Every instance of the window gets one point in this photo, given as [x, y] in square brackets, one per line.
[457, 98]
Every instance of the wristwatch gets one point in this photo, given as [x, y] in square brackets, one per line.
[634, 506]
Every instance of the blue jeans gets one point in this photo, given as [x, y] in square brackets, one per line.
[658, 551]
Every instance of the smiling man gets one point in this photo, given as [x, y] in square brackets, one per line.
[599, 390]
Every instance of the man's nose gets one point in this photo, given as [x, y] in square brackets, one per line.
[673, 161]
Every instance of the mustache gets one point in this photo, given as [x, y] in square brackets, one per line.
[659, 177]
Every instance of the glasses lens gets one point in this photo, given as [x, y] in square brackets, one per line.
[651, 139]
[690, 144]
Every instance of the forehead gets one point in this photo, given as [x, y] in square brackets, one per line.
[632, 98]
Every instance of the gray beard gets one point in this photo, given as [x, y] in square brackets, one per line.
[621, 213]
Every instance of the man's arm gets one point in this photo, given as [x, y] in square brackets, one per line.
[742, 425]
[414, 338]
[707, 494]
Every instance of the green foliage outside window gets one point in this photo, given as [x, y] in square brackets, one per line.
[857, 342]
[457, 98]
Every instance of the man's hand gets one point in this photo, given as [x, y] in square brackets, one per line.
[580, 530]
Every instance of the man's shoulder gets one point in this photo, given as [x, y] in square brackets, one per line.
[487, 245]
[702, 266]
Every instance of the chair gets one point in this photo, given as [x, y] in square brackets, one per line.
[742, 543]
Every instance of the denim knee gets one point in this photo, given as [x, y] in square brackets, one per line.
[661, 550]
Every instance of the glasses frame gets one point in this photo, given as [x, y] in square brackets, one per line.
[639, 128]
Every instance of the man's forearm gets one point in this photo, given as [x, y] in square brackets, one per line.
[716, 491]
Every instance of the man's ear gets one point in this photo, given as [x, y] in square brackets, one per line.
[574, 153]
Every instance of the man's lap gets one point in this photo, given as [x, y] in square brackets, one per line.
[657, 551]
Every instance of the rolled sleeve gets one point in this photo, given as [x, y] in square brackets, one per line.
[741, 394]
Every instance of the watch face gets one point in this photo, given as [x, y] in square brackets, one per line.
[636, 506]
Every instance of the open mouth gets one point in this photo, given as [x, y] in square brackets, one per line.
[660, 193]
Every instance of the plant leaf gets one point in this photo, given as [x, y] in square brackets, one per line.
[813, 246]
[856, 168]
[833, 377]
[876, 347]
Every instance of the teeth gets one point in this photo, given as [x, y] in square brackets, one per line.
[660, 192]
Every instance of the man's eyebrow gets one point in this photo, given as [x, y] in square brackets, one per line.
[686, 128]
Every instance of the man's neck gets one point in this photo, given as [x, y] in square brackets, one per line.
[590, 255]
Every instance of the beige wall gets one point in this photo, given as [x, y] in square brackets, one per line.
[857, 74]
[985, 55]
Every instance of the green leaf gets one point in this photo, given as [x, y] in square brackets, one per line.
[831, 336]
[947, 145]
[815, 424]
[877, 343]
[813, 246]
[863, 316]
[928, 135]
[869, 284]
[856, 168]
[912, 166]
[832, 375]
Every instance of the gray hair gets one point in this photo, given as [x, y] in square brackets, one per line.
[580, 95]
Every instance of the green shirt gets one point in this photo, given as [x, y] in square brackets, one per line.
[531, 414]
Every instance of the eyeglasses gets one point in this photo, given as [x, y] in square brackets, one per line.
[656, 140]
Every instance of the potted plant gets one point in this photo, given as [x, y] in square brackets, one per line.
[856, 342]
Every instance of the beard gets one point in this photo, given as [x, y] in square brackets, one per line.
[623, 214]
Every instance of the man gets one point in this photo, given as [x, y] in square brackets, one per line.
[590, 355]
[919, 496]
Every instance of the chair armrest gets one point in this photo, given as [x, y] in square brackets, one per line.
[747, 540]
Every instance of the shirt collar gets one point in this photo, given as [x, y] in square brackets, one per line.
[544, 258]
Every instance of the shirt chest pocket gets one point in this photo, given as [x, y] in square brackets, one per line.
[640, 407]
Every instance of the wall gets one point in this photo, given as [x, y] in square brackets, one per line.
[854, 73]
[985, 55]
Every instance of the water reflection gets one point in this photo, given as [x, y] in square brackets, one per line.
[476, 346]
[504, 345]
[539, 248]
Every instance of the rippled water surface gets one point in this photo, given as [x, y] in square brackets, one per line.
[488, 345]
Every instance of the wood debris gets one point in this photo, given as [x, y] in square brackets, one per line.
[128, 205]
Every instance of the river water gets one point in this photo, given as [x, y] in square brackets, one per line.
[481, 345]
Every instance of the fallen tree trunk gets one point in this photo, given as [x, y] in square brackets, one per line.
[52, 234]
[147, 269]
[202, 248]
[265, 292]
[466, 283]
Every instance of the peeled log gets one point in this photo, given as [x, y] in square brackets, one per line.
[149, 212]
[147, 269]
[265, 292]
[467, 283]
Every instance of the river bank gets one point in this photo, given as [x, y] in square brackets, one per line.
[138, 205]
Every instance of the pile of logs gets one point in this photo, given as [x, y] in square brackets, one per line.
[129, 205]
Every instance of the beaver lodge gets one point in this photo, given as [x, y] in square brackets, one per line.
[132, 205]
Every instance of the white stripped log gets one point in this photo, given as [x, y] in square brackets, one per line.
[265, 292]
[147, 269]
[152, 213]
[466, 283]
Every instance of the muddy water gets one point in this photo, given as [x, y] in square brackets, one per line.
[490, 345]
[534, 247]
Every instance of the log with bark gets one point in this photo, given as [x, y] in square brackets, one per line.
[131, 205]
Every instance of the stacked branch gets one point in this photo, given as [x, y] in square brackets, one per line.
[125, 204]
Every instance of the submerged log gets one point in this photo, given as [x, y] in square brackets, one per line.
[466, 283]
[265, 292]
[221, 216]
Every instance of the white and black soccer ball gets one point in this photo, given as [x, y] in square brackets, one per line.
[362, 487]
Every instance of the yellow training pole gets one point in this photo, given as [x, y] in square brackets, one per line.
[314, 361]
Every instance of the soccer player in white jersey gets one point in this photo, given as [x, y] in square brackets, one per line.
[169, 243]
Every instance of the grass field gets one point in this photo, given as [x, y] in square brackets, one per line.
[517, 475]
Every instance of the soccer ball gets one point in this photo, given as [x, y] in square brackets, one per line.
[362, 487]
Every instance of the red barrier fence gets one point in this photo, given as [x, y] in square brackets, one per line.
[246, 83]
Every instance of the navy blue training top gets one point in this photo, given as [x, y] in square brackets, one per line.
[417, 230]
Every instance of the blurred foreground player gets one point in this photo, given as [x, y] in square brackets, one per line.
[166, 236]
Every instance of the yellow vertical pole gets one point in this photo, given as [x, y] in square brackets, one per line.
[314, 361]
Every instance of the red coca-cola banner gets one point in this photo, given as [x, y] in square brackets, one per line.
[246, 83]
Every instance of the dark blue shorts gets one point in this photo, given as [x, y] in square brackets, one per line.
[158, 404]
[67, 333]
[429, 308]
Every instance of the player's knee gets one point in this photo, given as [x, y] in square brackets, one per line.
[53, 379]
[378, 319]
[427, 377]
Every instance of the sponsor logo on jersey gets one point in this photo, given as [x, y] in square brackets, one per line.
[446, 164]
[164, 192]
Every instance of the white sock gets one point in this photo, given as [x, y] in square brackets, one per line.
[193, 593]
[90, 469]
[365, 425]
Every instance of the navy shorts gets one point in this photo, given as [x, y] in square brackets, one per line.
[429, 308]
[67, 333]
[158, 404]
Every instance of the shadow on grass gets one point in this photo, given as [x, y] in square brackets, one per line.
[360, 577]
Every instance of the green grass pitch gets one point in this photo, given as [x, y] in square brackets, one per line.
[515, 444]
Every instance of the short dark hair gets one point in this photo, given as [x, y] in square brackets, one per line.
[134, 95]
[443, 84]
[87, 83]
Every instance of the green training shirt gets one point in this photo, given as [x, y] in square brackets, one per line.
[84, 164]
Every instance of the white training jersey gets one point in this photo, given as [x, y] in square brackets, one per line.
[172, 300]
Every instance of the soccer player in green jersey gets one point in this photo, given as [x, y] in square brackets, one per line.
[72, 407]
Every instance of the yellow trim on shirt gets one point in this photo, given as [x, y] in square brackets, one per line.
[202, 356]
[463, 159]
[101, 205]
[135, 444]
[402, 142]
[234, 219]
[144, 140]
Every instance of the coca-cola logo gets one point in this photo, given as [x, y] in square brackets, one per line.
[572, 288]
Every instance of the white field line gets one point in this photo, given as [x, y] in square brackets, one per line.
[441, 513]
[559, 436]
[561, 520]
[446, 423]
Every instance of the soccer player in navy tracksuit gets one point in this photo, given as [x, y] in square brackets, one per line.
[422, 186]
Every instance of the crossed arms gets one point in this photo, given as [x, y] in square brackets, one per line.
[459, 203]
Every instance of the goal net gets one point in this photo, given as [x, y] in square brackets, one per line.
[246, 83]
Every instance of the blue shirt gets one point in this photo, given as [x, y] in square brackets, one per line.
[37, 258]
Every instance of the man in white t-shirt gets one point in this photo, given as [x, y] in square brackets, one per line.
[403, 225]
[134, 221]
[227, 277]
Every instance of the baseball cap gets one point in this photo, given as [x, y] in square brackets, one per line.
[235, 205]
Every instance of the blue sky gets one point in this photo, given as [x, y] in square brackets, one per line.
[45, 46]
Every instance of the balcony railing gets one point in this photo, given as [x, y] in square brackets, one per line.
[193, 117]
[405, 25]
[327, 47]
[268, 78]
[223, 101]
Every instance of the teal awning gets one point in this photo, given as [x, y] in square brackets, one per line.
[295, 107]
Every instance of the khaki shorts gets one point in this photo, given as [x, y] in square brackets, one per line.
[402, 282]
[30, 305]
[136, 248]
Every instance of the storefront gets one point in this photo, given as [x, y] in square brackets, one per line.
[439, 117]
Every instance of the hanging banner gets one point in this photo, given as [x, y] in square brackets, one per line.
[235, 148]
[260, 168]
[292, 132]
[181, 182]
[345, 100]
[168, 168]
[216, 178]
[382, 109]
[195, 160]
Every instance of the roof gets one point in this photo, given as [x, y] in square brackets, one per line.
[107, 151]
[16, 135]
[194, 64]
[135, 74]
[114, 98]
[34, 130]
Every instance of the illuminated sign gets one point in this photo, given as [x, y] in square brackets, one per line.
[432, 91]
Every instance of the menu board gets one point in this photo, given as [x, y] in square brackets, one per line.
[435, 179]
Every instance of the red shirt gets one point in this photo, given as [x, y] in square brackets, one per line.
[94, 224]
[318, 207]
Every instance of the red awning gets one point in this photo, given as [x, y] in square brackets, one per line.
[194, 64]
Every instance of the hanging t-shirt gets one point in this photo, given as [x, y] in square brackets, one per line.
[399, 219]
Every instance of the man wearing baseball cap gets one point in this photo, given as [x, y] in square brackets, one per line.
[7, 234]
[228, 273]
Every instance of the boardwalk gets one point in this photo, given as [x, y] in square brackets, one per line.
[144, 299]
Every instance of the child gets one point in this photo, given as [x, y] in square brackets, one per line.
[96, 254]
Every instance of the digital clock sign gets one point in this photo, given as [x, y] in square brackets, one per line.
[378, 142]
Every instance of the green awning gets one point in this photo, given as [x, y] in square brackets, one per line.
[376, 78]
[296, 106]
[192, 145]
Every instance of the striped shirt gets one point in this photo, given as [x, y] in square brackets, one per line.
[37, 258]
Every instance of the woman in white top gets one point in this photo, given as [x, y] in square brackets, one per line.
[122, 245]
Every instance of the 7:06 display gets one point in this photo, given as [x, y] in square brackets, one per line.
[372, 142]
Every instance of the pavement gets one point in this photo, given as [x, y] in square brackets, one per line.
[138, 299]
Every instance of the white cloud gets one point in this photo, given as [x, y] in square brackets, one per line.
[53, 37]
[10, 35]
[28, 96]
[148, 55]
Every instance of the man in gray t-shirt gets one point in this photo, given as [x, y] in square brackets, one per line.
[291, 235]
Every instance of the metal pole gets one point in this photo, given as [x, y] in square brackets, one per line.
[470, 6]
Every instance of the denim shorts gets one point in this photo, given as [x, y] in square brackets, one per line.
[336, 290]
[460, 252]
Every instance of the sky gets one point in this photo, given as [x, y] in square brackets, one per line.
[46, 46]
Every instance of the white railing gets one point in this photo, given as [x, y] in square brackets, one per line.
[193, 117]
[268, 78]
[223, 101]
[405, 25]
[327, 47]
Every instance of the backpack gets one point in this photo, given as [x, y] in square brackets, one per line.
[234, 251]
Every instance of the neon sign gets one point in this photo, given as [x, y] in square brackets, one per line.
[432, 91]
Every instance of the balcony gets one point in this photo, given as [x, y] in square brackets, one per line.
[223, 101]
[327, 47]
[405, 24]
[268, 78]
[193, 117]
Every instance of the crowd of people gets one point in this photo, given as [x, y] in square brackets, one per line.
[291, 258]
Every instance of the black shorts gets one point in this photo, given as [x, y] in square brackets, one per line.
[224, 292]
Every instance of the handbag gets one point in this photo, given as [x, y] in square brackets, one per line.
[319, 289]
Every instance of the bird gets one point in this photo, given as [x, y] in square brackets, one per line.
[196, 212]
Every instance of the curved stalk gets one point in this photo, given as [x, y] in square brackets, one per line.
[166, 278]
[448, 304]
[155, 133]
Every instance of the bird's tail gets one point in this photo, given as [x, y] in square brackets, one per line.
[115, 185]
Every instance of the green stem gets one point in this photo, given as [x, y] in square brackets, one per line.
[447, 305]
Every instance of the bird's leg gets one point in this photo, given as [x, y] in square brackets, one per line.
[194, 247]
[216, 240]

+++

**Do this**. Retype only the lines running from the line with "Every instance of the crowd" to the end of the listing, including both of those lines.

**Result for this task**.
Every instance of the crowd of people gets one point in this photo, given as [x, y] in square brackets, one per line.
[291, 258]
Every instance of the black shorts gets one point in this photo, given as [x, y] in square brackets, one per line.
[224, 292]
Every instance of the handbag gets one point in this photo, given as [x, y] in square brackets, one per line.
[319, 289]
Every instance of the bird gets one point in this photo, given as [x, y] in square brackets, one per line.
[196, 212]
Every instance of the curved stalk gets one point in this photo, given as [x, y] in square brackets, one per line.
[166, 278]
[448, 304]
[155, 133]
Every instance of the bird's tail gets one point in this photo, given as [x, y] in square brackets, one per line.
[115, 185]
Every instance of the green stem gets one point in this photo, given as [x, y] in square brackets, one per line.
[447, 305]
Every instance of the bird's leg gets one point in this photo, given as [x, y] in square brackets, one per line.
[194, 247]
[216, 240]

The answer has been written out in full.